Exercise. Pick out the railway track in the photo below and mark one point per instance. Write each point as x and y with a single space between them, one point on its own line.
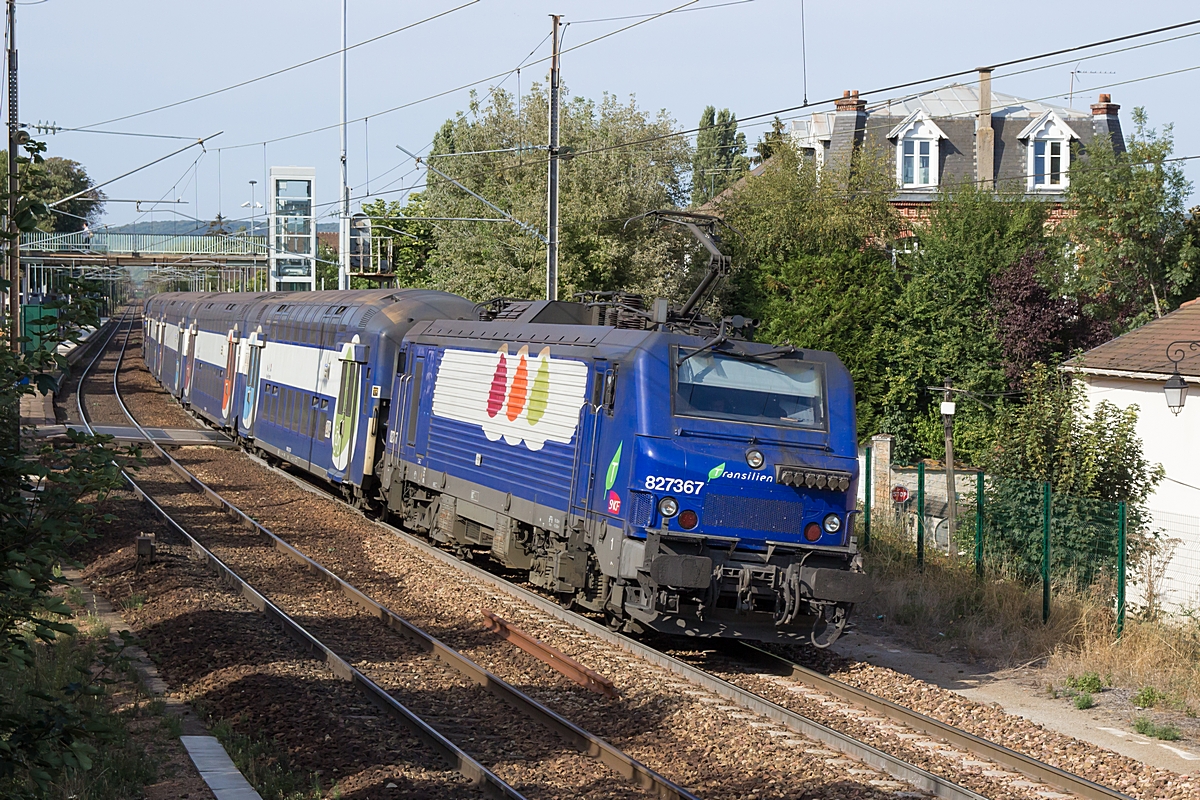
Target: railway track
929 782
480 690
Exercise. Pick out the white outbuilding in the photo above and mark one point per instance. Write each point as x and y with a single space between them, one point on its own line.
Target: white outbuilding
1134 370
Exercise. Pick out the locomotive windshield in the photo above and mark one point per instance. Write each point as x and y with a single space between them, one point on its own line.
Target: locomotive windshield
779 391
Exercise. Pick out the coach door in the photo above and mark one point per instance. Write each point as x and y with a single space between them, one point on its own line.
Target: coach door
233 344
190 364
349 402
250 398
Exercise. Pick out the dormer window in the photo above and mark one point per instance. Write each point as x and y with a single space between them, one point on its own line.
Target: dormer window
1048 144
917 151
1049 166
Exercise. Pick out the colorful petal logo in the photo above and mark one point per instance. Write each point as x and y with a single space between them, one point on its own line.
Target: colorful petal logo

Problem> Rewrite the entries from the line containing "Exercise. Pick out the coach" through the end of the entries, inclusive, substituting "attic window" for "dormer window" and leaving everything else unchanged.

Response for this exercise>
Exercise. Pick out the coach door in the photo above and mark one point per instance. Write each point as x and y with a single space between them, one point on its own line.
Target: coach door
233 344
190 364
349 402
250 398
Exercise. Pick out the attic window in the photo above and mark one point per instance. Write each point as x and y with a single space between them, one point on its own line.
Target: attic window
1048 144
917 151
1049 166
Exercise. Pick out the colorful petal logo in the photo above and mark one point per instance. Write each point as x and y with a single space between them, one point on its own line.
Target: colorful petal logo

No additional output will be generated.